++++ Bereitgestellter Auszug ++++

Nach dem Turnier steht für mich und mein Trainerteam Rainer Zietsch, Dennis Lamby, Ilja Hofstädt und Fitnesscoach Axel Mäder die Auswertung an. Wir pflegen sämtliche Trainingseinheiten und natürlich die Turnierspiele in unsere "Sports One"-Datenbank von DFB-Partner SAP ein. Neben den quantitativen Merkmalen werden alle Spieler individuell von uns bewertet. So können wir über die Jahre gesehen den Entwicklungsverlauf eines jeden einzelnen Nationalspielers mit einer Stärken- und Schwächenanalyse genau nachvollziehen. Aus dieser Datenbank generieren wir anschließend einen Belastungsbericht, den wir als Feedback an die entsprechenden Vereine senden. Dieser gilt als Grundlage für die Kommunikation mit den Trainern in den Vereinen. So können wir gewährleisten, dass die Entwicklung des Spielers im Verein und im Verband in eine Richtung geht.

Ein paar Tage nach solchen Länderspielreisen verabreden sich die DFB-Trainer regelmäßig per BlueJeans - ein Videochat-Programm -, um über ihre Trainingseinheiten, Spiele oder Turniere zu sprechen. Um sich schnell und unkompliziert unter den DFB-Kollegen auszutauschen, führen wir solche virtuellen Sitzungen immer häufiger durch. Wir können Videosequenzen ansehen und diskutieren, die eine oder andere aufgetretene Thematik besprechen und einfach über Fußball reden. In solchen Trainertagungen, egal ob per Video oder persönlich in Frankfurt, nehme ich viel Input der Kollegen mit in meine anstehenden Maßnahmen.

Im Austausch mit den Stützpunkten

Bei meinem Assistenztrainer Dennis Lamby, der als Verbandsportlehrer im Rheinland arbeitet, habe ich vergangenes Wochenende vor den Stützpunkttrainern des Rheinlands einen Vortrag über die entwickelten Leitlinien des DFB und die Basics im U 15- bis U 17-Bereich gehalten. Zu diesen Basics zählen wir:

  • Raumorientiertes Anbieten
  • Auftaktbewegung (Lösen vom Gegenspieler)
  • Vororientierung (Schulterblick, offene Stellung)
  • Ballaktion (Ballan- und -mitnahme, erster Kontakt, Passspiel)

++++ Die Daten ++++

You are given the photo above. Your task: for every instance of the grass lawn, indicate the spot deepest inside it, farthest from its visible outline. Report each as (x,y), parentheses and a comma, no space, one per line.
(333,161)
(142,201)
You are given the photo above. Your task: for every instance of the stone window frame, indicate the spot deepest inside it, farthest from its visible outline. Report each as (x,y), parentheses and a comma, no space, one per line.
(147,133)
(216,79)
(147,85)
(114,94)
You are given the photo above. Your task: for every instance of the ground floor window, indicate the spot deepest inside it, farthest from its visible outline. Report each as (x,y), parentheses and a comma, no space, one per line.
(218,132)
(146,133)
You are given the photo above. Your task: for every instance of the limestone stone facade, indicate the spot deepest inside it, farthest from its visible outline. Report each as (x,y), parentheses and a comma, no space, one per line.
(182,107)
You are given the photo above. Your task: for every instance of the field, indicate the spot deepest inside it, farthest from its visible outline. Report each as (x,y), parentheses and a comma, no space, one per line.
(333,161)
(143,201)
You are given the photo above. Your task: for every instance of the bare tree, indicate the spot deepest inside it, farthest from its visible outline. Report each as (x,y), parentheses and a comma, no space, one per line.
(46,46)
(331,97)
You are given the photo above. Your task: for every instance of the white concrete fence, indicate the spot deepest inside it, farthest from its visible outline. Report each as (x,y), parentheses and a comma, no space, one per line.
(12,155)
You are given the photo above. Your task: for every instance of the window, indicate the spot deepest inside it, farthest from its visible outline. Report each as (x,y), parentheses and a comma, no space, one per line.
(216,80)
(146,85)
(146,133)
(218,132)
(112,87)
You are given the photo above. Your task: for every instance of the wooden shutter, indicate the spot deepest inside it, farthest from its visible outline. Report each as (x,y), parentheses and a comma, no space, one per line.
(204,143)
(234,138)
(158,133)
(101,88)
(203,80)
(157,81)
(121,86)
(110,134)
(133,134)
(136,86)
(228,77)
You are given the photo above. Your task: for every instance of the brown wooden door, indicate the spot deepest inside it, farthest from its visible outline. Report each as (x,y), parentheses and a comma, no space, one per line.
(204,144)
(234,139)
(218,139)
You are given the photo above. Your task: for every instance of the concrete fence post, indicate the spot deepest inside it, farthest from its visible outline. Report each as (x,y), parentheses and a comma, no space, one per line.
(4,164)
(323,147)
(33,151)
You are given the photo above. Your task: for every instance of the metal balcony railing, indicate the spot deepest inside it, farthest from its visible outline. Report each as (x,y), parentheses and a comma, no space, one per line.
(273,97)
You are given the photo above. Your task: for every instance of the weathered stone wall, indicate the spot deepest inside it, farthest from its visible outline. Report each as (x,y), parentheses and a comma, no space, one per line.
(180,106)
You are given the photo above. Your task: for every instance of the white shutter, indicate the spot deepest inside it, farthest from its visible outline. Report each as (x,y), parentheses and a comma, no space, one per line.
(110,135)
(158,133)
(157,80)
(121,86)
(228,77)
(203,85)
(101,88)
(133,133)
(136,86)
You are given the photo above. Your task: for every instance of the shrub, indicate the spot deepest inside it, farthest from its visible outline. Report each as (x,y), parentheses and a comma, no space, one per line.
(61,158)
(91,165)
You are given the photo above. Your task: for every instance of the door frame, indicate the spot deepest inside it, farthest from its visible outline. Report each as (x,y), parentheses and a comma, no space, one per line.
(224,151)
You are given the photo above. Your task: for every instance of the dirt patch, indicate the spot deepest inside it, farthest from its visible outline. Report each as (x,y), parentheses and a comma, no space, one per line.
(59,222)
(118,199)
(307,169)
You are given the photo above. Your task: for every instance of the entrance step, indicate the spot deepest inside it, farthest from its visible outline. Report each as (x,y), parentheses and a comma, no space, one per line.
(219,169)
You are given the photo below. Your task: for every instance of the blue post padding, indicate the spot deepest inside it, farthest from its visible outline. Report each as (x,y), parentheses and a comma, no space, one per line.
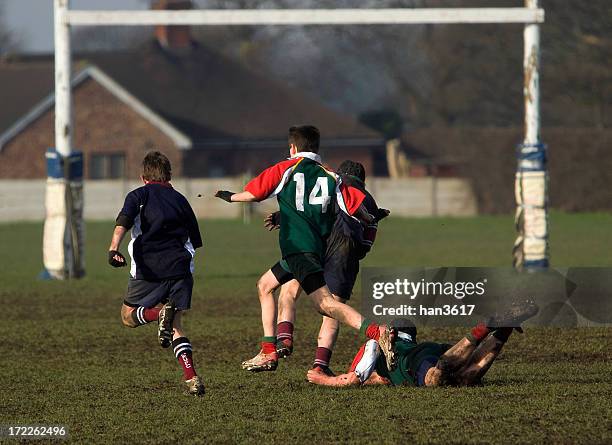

++++
++++ Die Daten ++++

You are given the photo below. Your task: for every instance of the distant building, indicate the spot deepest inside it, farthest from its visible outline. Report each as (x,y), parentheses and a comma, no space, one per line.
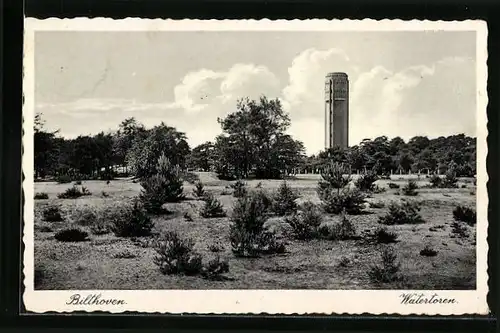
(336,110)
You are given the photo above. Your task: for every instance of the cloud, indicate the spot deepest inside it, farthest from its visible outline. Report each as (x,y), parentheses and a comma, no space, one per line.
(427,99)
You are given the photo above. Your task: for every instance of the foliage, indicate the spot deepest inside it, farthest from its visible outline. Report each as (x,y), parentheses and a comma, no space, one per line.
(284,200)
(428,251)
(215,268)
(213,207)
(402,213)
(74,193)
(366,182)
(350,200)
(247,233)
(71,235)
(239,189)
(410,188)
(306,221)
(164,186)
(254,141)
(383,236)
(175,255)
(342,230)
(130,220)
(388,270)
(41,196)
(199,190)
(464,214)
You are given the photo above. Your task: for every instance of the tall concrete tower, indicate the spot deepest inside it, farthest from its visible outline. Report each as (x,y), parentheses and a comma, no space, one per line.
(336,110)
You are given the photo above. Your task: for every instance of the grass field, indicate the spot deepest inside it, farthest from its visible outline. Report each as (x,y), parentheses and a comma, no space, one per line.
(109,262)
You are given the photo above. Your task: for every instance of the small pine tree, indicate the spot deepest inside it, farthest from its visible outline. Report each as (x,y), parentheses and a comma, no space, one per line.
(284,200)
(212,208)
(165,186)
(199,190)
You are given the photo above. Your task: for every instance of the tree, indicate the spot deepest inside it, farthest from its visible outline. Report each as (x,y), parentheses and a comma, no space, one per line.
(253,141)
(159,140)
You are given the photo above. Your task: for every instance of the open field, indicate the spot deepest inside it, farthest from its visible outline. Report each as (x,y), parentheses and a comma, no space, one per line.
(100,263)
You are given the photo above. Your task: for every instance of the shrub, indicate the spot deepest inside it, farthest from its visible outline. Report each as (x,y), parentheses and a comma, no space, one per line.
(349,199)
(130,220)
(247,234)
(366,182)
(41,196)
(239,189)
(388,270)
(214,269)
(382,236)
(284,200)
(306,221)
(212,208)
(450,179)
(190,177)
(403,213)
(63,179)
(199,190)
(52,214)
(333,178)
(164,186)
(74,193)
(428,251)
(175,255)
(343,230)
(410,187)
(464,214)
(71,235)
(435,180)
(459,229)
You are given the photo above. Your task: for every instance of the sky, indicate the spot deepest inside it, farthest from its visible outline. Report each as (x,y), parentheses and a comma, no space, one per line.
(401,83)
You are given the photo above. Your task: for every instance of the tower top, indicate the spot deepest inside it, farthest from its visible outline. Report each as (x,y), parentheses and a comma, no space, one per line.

++++

> **Arbeitsauftrag**
Welches Videochat-Programm verwenden die DFB-Trainer laut dem Auszug für ihre Besprechungen nach Länderspielreisen?

> **Antwort zur Aufgabe**
BlueJeans